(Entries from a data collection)

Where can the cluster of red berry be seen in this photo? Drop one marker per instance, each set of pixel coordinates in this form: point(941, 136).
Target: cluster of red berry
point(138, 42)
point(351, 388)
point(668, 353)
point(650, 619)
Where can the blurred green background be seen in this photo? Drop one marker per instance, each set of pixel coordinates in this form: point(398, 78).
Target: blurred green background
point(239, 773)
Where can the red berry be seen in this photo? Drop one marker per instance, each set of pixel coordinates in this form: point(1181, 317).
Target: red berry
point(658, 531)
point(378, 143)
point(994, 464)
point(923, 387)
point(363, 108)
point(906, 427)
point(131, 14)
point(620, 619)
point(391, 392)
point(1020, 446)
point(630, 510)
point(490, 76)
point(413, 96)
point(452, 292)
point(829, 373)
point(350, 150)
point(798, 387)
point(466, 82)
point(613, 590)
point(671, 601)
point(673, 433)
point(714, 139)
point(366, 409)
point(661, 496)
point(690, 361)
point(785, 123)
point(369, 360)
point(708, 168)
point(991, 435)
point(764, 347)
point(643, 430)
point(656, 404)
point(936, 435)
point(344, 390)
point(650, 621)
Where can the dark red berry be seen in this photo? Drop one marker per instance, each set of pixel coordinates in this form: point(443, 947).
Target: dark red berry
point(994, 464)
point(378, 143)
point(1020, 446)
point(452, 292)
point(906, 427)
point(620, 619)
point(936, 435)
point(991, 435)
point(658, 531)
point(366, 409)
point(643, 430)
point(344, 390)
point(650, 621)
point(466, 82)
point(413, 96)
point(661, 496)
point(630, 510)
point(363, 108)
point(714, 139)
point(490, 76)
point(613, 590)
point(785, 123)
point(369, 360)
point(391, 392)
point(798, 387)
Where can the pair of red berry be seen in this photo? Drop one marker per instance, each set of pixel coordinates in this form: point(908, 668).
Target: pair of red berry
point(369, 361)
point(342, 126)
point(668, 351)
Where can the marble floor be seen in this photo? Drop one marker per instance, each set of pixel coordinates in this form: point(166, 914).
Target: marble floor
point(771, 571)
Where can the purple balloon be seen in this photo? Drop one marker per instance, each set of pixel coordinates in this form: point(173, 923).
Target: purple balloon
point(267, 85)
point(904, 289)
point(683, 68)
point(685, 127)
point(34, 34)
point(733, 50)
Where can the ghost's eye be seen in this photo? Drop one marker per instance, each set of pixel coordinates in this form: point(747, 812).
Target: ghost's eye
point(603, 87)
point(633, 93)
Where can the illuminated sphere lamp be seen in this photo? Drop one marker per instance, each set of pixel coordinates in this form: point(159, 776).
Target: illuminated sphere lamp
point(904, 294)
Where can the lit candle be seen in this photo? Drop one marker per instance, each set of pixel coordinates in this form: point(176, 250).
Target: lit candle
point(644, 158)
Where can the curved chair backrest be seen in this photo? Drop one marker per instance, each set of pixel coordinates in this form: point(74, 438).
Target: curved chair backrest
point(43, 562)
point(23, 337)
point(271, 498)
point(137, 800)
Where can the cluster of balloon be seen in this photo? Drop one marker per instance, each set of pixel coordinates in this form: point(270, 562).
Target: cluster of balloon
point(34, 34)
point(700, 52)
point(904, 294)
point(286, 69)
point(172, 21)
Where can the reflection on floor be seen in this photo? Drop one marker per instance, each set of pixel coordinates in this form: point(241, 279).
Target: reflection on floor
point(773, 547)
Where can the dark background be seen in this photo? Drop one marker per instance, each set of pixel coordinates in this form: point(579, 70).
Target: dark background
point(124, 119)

Set task: Copy out the entries word for word, starting at the line containing "Where can the cluster of balloon" and continuing through the last entry.

Problem solution:
Where can the cluster of balloon be seen in this photo? Drop one marker per instance, each set of pixel coordinates in this form: point(270, 562).
Target: cluster of balloon
point(34, 34)
point(700, 52)
point(904, 294)
point(286, 69)
point(172, 21)
Where can the reflection on floor be seen in this photo? Drop one marker per instance, each set of pixel coordinates in this form: point(241, 279).
Target: reflection on floor
point(773, 547)
Where can the dark background be seen in this photo? Drop one marker per instance, each set of pixel coordinates in this form: point(579, 70).
Target: dark background
point(124, 119)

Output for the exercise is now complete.